====== Passage

Cold Sweet Potato Salad Recipe GF - Vegan Family Recipes

Sweet Potato Salad

This sweet potato salad is best served cold but can also be enjoyed warm. Perfect side dish to make ahead for holidays like Thanksgiving and Christmas.
Course Salad, Side Dish
Cuisine gluten-free, Paleo, vegan
Prep Time 5 minutes
Cook Time 30 minutes
Total Time 35 minutes
Calories 257 kcal
Author Vanessa


  • 2 large Sweet Potatoes peeled and cut into 1 to 1 1/2 inch cubes
  • 1 tablespoon Olive Oil
  • 1/2 of a teaspoon each of Paprika Oregano and Cayenne Pepper (optional)
  • 1 Shallot diced
  • 2 Scallions/Spring Onions ends removed and diced
  • small bunch of Chives chopped
  • 3 tablespoons Red Wine Vinegar
  • 2 teaspoons Olive Oil
  • 1 tablespoon Pure Maple Syrup
  • Salt and Pepper to taste


  1. Preheat oven to 390F (200C) and line a baking sheet with parchment paper.

============
====== Data block

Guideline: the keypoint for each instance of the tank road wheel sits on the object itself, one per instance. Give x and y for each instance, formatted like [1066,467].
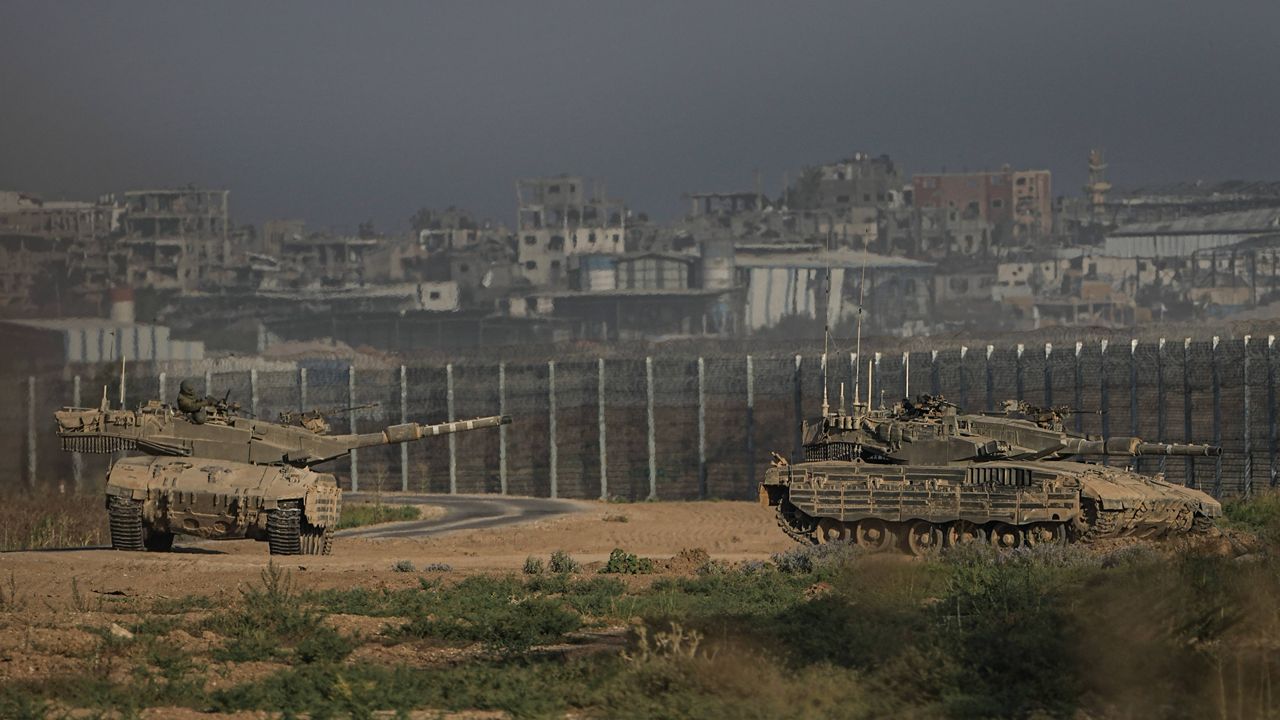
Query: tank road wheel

============

### What to work on
Reproduce the part of the sweet potato salad recipe starting with "Cold Sweet Potato" and going on through "Thanksgiving and Christmas.". Work from the sweet potato salad recipe alone.

### Output of the exercise
Cold Sweet Potato Salad Recipe GF - Vegan Family Recipes

Sweet Potato Salad

This sweet potato salad is best served cold but can also be enjoyed warm. Perfect side dish to make ahead for holidays like Thanksgiving and Christmas.